1879-1953, Russian revolutionary, head of the USSR

(1924-53). A Georgian cobbler’s son named

Dzhugashvili, he joined the Social-Democratic party

while a seminarian and soon became a professional

revolutionary. In the 1903 party split (see BOLSHEVISM

AND MENSHEVISM) he sided with LENIN. Stalin

attended party congresses abroad and worked in the

Georgian party press. In 1912 he went to St. Petersburg,

where he was elected to the party’s central committee.

About this time he took the name Stalin (man of steel).

His sixth arrest (1913) led to four years of Siberian exile.

After the RUSSIAN REVOLUTION of March 1917, he

joined the editorial board of the party paper Pravda.

When the Bolsheviks took power (Nov. 1917) he became

people’s commissar of nationalities. He also played an

important administrative role in the civil war (1918-20). In

1922 Stalin was made general secretary of the party.

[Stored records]
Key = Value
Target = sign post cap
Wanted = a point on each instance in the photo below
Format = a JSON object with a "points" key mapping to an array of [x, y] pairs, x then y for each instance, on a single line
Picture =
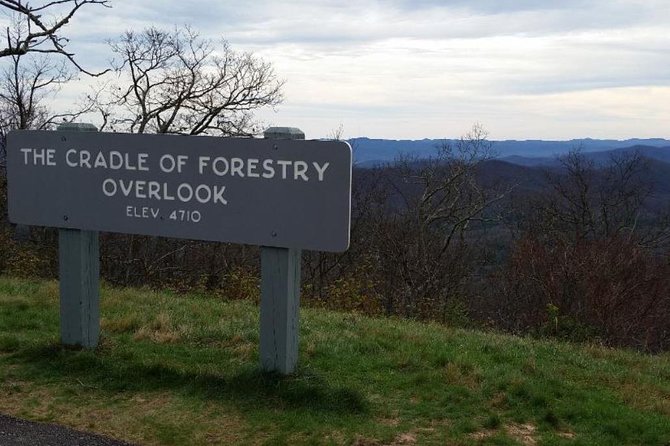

▶ [Aim of the exercise]:
Judge whether each statement agrees with the entry on Stalin, answering yes or no and quoting the words of the entry that decide it.
1. Stalin was the son of a cobbler.
2. His sixth arrest led to five years of exile in Siberia.
3. He was made general secretary of the party in 1922.

▶ [Exercise result]:
1. Yes: "A Georgian cobbler’s son named Dzhugashvili"
2. No: "His sixth arrest (1913) led to four years of Siberian exile."
3. Yes: "In 1922 Stalin was made general secretary of the party."